▸ **What you will do**:
Reproduce the data below word for word, starting with its first line and ending after the line that contains "x=678, y=442".

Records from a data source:
((
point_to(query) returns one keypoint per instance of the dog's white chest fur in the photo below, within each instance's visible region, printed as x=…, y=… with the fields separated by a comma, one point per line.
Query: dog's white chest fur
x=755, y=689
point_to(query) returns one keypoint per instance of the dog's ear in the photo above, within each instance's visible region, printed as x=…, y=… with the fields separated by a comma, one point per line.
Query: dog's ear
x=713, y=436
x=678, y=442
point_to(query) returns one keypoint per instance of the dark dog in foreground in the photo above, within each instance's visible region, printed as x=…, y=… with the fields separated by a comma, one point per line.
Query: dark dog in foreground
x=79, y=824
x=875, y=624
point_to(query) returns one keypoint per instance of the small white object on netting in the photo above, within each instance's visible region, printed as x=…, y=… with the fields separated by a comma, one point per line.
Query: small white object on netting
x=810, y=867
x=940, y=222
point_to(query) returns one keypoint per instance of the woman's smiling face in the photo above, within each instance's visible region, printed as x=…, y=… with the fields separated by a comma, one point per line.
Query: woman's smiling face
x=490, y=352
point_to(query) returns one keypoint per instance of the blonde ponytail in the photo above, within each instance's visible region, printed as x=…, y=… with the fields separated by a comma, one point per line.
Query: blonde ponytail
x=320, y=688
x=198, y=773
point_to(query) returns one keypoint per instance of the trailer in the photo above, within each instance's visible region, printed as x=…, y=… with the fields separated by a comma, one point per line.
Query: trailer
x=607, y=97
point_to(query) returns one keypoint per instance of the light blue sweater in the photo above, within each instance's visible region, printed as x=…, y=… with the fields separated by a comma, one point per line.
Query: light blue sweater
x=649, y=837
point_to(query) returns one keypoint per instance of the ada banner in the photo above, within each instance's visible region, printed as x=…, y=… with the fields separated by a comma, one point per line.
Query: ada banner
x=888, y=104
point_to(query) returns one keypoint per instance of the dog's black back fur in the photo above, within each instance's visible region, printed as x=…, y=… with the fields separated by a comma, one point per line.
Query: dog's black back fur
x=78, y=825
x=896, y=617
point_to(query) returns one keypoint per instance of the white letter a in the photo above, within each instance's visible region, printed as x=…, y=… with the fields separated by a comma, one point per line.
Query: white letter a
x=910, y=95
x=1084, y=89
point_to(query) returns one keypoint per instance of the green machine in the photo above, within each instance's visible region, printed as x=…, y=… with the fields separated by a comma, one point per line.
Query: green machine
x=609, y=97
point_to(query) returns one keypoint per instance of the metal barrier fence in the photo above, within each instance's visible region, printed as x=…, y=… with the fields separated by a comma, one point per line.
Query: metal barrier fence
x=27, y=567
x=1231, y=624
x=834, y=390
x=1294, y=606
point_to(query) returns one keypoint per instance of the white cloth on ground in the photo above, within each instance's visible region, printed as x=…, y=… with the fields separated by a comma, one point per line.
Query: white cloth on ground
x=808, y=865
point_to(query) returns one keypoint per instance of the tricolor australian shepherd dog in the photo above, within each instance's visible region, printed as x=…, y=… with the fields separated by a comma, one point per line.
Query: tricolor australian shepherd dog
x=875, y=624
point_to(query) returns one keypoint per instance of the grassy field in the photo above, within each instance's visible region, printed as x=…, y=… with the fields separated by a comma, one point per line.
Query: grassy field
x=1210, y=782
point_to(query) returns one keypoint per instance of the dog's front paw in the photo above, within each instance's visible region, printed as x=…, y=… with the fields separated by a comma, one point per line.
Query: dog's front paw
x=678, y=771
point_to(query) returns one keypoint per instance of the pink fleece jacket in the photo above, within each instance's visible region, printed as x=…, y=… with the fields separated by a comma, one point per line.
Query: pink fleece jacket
))
▸ **Completed task**:
point_to(query) returns one keypoint per instance of the dog's white chest fur in the photo below, within each instance's visible region, printed as x=…, y=… with the fields separated by a comma, one point per line.
Query: dog's white chest fur
x=755, y=689
point_to(query) returns one keypoint per instance of the dog's ear in the photo above, within each instance's visible region, printed as x=…, y=… with the fields separated by a comma, one point per line.
Query: dog's ear
x=713, y=436
x=678, y=442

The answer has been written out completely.